OBJECTIVE: Return each line in the listing below that contains the string "beam". Uppercase and lowercase letters count as different.

TASK MATERIAL:
....

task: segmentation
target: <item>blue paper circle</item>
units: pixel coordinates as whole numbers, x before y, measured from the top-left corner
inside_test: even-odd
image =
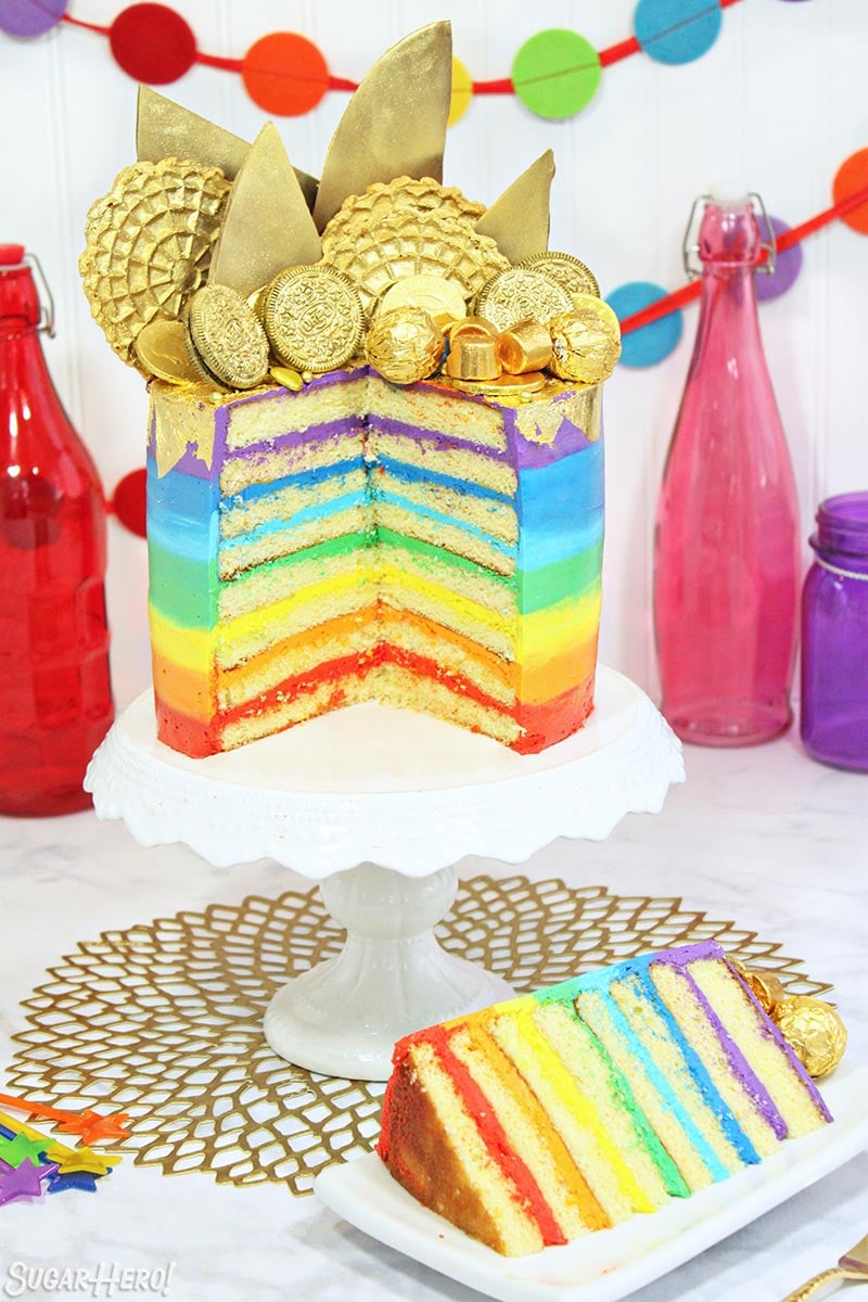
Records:
[[[781,221],[780,217],[769,217],[772,223],[772,229],[774,230],[776,238],[780,238],[785,230],[789,230],[786,221]],[[765,240],[764,223],[760,219],[760,233]],[[802,245],[793,245],[791,249],[786,249],[780,253],[774,260],[774,271],[772,275],[766,275],[764,271],[757,271],[756,273],[756,297],[761,303],[766,303],[770,298],[780,298],[781,294],[786,294],[787,289],[795,280],[795,277],[802,271]]]
[[[627,316],[665,297],[666,290],[661,285],[655,285],[649,280],[631,280],[608,294],[606,302],[618,320],[626,320]],[[630,331],[621,341],[621,365],[656,366],[677,348],[683,328],[685,318],[681,311],[674,311],[649,326],[643,326],[642,329]]]
[[[720,0],[639,0],[632,30],[658,64],[690,64],[711,49],[722,21]]]

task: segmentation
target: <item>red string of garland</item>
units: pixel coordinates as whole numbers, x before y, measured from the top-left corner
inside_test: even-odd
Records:
[[[721,9],[727,9],[730,5],[739,4],[739,0],[717,0],[717,3],[720,4]],[[144,9],[144,8],[157,9],[159,8],[159,9],[165,10],[167,13],[172,13],[173,12],[173,10],[169,10],[168,7],[165,7],[165,5],[152,5],[152,7],[151,5],[147,5],[147,7],[146,5],[137,5],[134,8],[142,8],[142,9]],[[120,17],[122,18],[124,14],[121,14]],[[180,17],[180,14],[177,17],[178,17],[180,22],[182,22],[182,23],[186,25],[186,20],[182,20]],[[107,26],[103,26],[102,23],[86,22],[82,18],[74,18],[69,13],[64,13],[62,14],[62,21],[72,23],[74,27],[83,27],[87,31],[95,31],[99,35],[108,36],[109,42],[112,40],[112,30],[113,30],[115,25],[112,25],[112,27],[107,27]],[[116,23],[117,23],[117,20],[116,20]],[[674,27],[666,29],[665,31],[661,31],[660,35],[661,36],[668,35],[670,31],[674,31],[674,30],[675,30]],[[265,39],[265,38],[263,38],[263,39]],[[609,68],[612,64],[619,62],[622,59],[630,57],[630,55],[639,55],[639,53],[642,53],[642,46],[639,44],[638,39],[635,36],[629,36],[626,40],[621,40],[621,42],[618,42],[614,46],[609,46],[605,49],[600,49],[599,51],[600,65],[603,68]],[[137,57],[138,57],[138,51],[137,51]],[[226,56],[223,56],[223,55],[208,55],[208,53],[204,53],[203,51],[198,49],[195,47],[195,44],[194,44],[193,51],[187,49],[187,59],[189,59],[189,64],[198,62],[198,64],[203,64],[207,68],[219,68],[223,72],[233,72],[233,73],[242,73],[243,72],[243,60],[241,60],[241,59],[233,59],[233,57],[226,57]],[[118,61],[121,62],[121,66],[122,66],[122,61],[121,60],[118,60]],[[562,73],[570,72],[570,70],[575,70],[575,69],[561,69]],[[177,76],[180,76],[180,74],[177,74]],[[170,79],[174,79],[174,78],[172,78],[172,77],[160,77],[160,81],[170,81]],[[515,94],[515,87],[513,85],[511,77],[497,77],[497,78],[493,78],[491,81],[474,81],[471,85],[472,85],[472,92],[474,92],[474,95],[514,95]],[[334,77],[334,76],[332,76],[329,73],[328,74],[328,89],[329,90],[354,91],[354,90],[358,90],[358,82],[350,81],[347,77]]]

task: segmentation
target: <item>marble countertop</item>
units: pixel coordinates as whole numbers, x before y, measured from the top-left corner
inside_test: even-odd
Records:
[[[662,814],[631,815],[604,844],[556,841],[522,872],[618,894],[681,896],[713,918],[780,941],[835,986],[848,1057],[868,1062],[865,865],[868,779],[809,762],[795,738],[752,750],[686,751],[687,783]],[[514,872],[465,859],[462,876]],[[249,894],[301,878],[269,862],[213,868],[183,846],[142,849],[91,812],[0,818],[4,904],[0,1066],[23,1026],[20,1001],[48,966],[103,930]],[[643,1302],[778,1302],[868,1232],[868,1155],[850,1161],[655,1285]],[[479,1294],[381,1247],[282,1186],[217,1186],[125,1161],[96,1195],[64,1194],[0,1208],[0,1298],[75,1298],[22,1290],[22,1267],[157,1271],[174,1263],[172,1302],[474,1302]],[[10,1275],[9,1271],[13,1271]],[[142,1280],[144,1277],[142,1276]],[[154,1276],[154,1280],[157,1277]],[[51,1284],[51,1277],[49,1277]],[[116,1284],[113,1295],[125,1289]],[[134,1297],[163,1295],[147,1284]],[[99,1295],[109,1295],[103,1286]],[[635,1294],[636,1297],[639,1294]]]

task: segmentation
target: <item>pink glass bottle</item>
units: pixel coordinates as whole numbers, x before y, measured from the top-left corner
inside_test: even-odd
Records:
[[[755,198],[761,207],[756,195],[705,197],[692,247],[688,225],[701,307],[657,508],[661,708],[704,746],[750,746],[791,720],[798,501],[756,315],[755,276],[765,254],[773,267],[774,242],[768,219],[761,241]]]
[[[90,805],[112,723],[105,510],[51,383],[30,255],[0,245],[0,814]]]

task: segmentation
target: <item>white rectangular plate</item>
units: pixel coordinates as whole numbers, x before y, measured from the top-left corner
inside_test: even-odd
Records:
[[[868,1147],[868,1068],[839,1068],[822,1094],[834,1122],[787,1141],[759,1167],[692,1198],[674,1198],[651,1216],[532,1256],[501,1256],[455,1229],[402,1189],[376,1154],[329,1167],[314,1187],[366,1234],[501,1302],[617,1302]]]

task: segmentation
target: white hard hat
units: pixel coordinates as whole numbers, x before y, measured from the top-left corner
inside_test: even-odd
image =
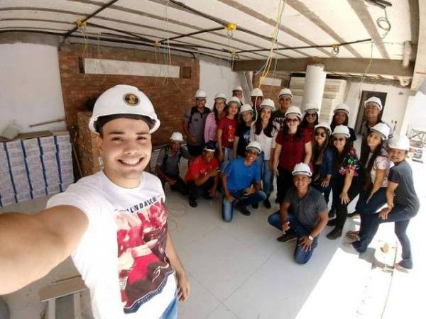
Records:
[[[318,104],[317,104],[315,102],[307,102],[305,103],[303,111],[305,111],[305,112],[307,112],[308,111],[315,111],[315,112],[318,113],[320,108],[318,107]]]
[[[312,176],[312,172],[307,164],[299,163],[295,165],[293,171],[291,172],[292,175],[305,175],[308,177]]]
[[[259,88],[255,88],[251,90],[251,93],[250,93],[250,96],[262,96],[263,97],[263,92]]]
[[[289,89],[283,89],[281,91],[280,91],[280,93],[278,94],[278,99],[283,95],[288,95],[290,99],[293,99],[293,94]]]
[[[236,96],[231,96],[229,98],[229,99],[228,100],[227,104],[229,105],[231,102],[234,102],[234,103],[238,103],[239,106],[241,106],[241,101]]]
[[[344,135],[346,138],[349,138],[351,136],[351,133],[349,133],[349,129],[346,125],[337,125],[334,128],[334,130],[333,130],[333,135]]]
[[[395,135],[388,142],[389,148],[410,150],[410,140],[405,135]]]
[[[302,112],[300,112],[300,108],[297,106],[289,107],[287,110],[287,112],[285,112],[285,116],[287,117],[292,114],[295,115],[297,118],[299,118],[299,120],[302,120]]]
[[[258,142],[253,140],[253,142],[250,142],[247,146],[246,146],[246,150],[248,150],[251,148],[254,148],[257,150],[258,153],[262,152],[262,147],[261,147],[261,143]]]
[[[240,108],[240,114],[244,112],[251,112],[253,113],[253,108],[250,104],[243,104],[241,108]]]
[[[205,99],[207,97],[205,91],[198,89],[195,92],[195,99]]]
[[[314,130],[316,130],[318,128],[324,128],[325,130],[328,132],[329,135],[332,133],[332,128],[330,128],[330,125],[325,122],[321,122],[317,124],[314,128]]]
[[[384,123],[378,123],[371,128],[371,130],[378,133],[384,140],[388,140],[390,135],[390,128],[388,124]]]
[[[185,142],[183,140],[183,136],[182,135],[182,133],[180,132],[173,132],[172,136],[170,136],[170,140],[173,142],[178,142],[180,143]]]
[[[262,103],[261,103],[261,110],[265,108],[271,108],[271,111],[274,111],[275,103],[273,103],[273,101],[271,99],[265,99],[263,101],[262,101]]]
[[[346,113],[347,115],[349,115],[349,107],[344,103],[339,103],[336,106],[333,112],[334,114],[336,114],[337,112],[343,112]]]
[[[148,96],[137,87],[119,84],[108,89],[97,99],[89,121],[89,128],[99,133],[96,128],[99,118],[120,114],[150,118],[151,122],[147,123],[151,134],[160,127],[160,120]]]
[[[381,105],[381,99],[376,96],[371,96],[370,99],[366,100],[364,102],[364,107],[366,107],[367,105],[368,105],[368,104],[376,104],[377,106],[377,107],[378,108],[379,111],[381,111],[382,108],[383,108],[383,106]]]
[[[226,96],[224,93],[217,93],[214,96],[214,99],[223,99],[225,103],[226,103]]]

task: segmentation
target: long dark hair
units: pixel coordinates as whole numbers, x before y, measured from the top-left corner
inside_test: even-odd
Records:
[[[337,122],[336,121],[336,114],[337,114],[338,113],[339,113],[339,112],[336,112],[334,113],[334,115],[333,116],[333,120],[332,121],[332,123],[330,124],[330,128],[332,128],[332,132],[333,130],[334,130],[334,128],[336,126],[337,126]],[[345,112],[342,112],[342,113],[343,113],[346,116],[346,120],[344,120],[344,122],[343,123],[343,124],[339,124],[339,125],[347,126],[348,124],[349,123],[349,116]]]
[[[262,110],[263,110],[263,108],[261,108],[261,111],[259,111],[261,114],[262,113]],[[274,130],[275,130],[275,127],[273,124],[273,121],[272,119],[272,112],[271,112],[271,117],[269,118],[268,125],[266,125],[265,129],[263,129],[263,127],[262,126],[262,118],[261,117],[260,114],[258,114],[254,128],[254,133],[256,135],[261,134],[262,130],[263,130],[263,133],[266,136],[268,136],[268,138],[272,138],[272,135],[273,135],[273,131]]]
[[[315,120],[315,123],[314,123],[314,127],[318,124],[318,118],[320,116],[318,116],[318,112],[315,112],[317,113],[317,119]],[[307,119],[306,118],[307,116],[306,116],[306,113],[305,113],[305,115],[303,116],[303,120],[302,120],[302,123],[300,124],[301,128],[308,128],[309,126],[307,126],[309,125],[309,123],[307,123]]]
[[[333,150],[333,153],[334,153],[334,160],[333,160],[333,164],[334,164],[334,168],[339,171],[340,169],[340,166],[342,165],[342,162],[343,162],[343,158],[351,150],[353,150],[352,145],[351,145],[351,143],[349,142],[349,141],[348,140],[347,138],[344,138],[344,139],[346,140],[346,142],[344,143],[344,147],[343,147],[343,151],[342,152],[342,153],[339,154],[339,151],[337,150],[337,148],[334,146],[334,143],[333,143],[333,146],[332,147],[332,150]]]
[[[324,157],[324,153],[325,153],[325,150],[329,145],[329,140],[330,138],[330,135],[328,133],[328,130],[324,128],[325,131],[325,140],[324,141],[324,144],[322,146],[320,146],[318,142],[317,142],[317,139],[315,138],[312,140],[312,163],[314,164],[321,164],[322,163],[322,158]],[[314,132],[315,135],[315,132]]]

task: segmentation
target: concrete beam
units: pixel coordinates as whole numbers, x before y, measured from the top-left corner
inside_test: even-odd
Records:
[[[256,71],[266,62],[264,60],[239,61],[234,64],[234,71]],[[275,63],[275,62],[273,62]],[[370,59],[344,59],[337,57],[315,57],[302,59],[278,59],[276,71],[305,72],[310,64],[322,64],[326,72],[364,74],[370,63]],[[398,60],[372,59],[367,74],[392,75],[395,77],[413,77],[414,64],[410,63],[407,68],[403,67]]]
[[[419,1],[419,40],[411,82],[411,89],[413,91],[417,91],[426,79],[426,3],[422,1]]]

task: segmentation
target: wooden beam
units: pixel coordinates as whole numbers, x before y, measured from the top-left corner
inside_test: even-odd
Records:
[[[266,62],[264,60],[236,62],[234,64],[233,70],[235,72],[256,71],[260,69]],[[317,63],[324,65],[324,70],[326,72],[364,74],[370,63],[370,59],[337,57],[278,59],[275,69],[290,72],[305,72],[308,65]],[[408,67],[404,69],[402,62],[398,60],[372,59],[368,74],[411,77],[413,71],[414,64],[413,62],[410,63]]]

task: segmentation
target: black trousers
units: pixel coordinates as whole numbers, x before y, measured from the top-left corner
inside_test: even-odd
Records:
[[[210,177],[207,179],[204,184],[197,186],[194,181],[188,181],[188,189],[190,191],[190,199],[195,200],[198,197],[203,196],[204,197],[209,196],[209,191],[212,189],[214,185],[214,179],[213,177]]]
[[[185,181],[180,178],[180,177],[179,175],[174,175],[174,174],[170,174],[170,175],[166,174],[166,175],[168,177],[170,177],[170,179],[176,181],[176,183],[174,185],[170,185],[170,189],[172,191],[178,191],[182,195],[185,195],[185,196],[188,194],[188,192],[189,192],[188,186],[185,182]],[[160,179],[160,180],[161,181],[161,184],[163,184],[163,188],[164,189],[164,186],[166,183],[166,181],[163,180],[161,178]]]
[[[278,167],[278,177],[277,177],[277,198],[280,204],[284,200],[287,191],[293,186],[293,175],[291,172]]]

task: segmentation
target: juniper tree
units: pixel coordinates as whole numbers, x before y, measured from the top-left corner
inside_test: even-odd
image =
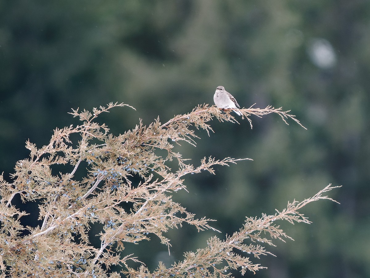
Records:
[[[194,166],[176,152],[175,144],[185,141],[195,146],[199,139],[197,130],[204,130],[209,135],[213,132],[210,124],[213,120],[234,123],[237,120],[228,109],[205,104],[164,123],[159,118],[147,126],[140,120],[134,128],[116,136],[97,118],[118,106],[133,108],[111,103],[107,107],[94,108],[92,112],[73,109],[70,113],[79,118],[80,125],[56,129],[50,143],[40,148],[27,141],[30,157],[16,163],[11,182],[0,176],[1,277],[224,278],[231,275],[231,269],[238,269],[242,274],[247,271],[255,272],[265,267],[253,262],[253,257],[273,255],[265,247],[274,245],[273,239],[290,238],[275,221],[309,223],[299,212],[303,206],[320,199],[335,201],[323,195],[336,187],[329,185],[302,202],[288,202],[272,215],[247,217],[232,235],[215,235],[207,241],[207,247],[185,253],[183,261],[169,268],[159,262],[158,268],[151,272],[134,255],[120,255],[125,244],[139,244],[156,236],[169,248],[169,239],[164,233],[185,223],[198,231],[218,231],[210,224],[212,219],[197,218],[173,201],[172,195],[186,190],[184,182],[189,174],[203,171],[214,174],[215,165],[243,160],[210,157]],[[287,124],[290,119],[302,126],[289,111],[281,107],[252,106],[239,111],[251,127],[251,115],[262,117],[271,113],[277,114]],[[74,134],[79,137],[77,143],[71,138]],[[166,155],[158,154],[158,149],[165,150]],[[176,169],[169,166],[173,160]],[[71,166],[72,170],[54,173],[56,165],[66,169]],[[87,170],[82,178],[75,175],[79,168]],[[42,224],[22,225],[20,219],[28,214],[14,206],[17,195],[25,204],[38,204],[39,211],[33,213],[38,214]],[[96,222],[103,225],[98,248],[90,243],[88,234]],[[141,266],[130,267],[130,261]],[[110,273],[113,265],[120,265],[121,271]]]

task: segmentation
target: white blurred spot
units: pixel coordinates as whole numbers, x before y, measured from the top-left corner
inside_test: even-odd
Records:
[[[308,54],[314,64],[322,69],[333,67],[337,62],[334,49],[324,39],[312,39],[308,46]]]

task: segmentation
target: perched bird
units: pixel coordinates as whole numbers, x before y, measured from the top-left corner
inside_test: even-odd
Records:
[[[219,86],[216,88],[216,92],[213,96],[213,100],[215,102],[215,104],[219,108],[232,109],[240,108],[234,97],[226,92],[223,86]],[[242,115],[242,113],[237,110],[233,111],[239,116]]]

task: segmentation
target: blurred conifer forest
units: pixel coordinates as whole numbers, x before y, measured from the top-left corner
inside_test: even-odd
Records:
[[[174,200],[230,234],[246,216],[342,185],[331,193],[340,205],[308,205],[310,225],[282,223],[295,241],[278,242],[276,257],[258,262],[268,268],[245,276],[370,277],[369,44],[366,0],[1,1],[0,172],[10,180],[28,138],[41,146],[75,124],[71,108],[132,105],[102,116],[118,135],[139,118],[165,122],[213,105],[221,85],[242,107],[291,109],[307,130],[273,115],[252,118],[253,129],[214,121],[210,137],[179,149],[195,161],[253,161],[192,176]],[[214,233],[170,230],[169,256],[155,238],[125,251],[152,268]]]

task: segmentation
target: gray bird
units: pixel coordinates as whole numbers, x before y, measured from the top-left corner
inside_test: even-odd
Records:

....

ANSWER:
target: concrete beam
target: wooden beam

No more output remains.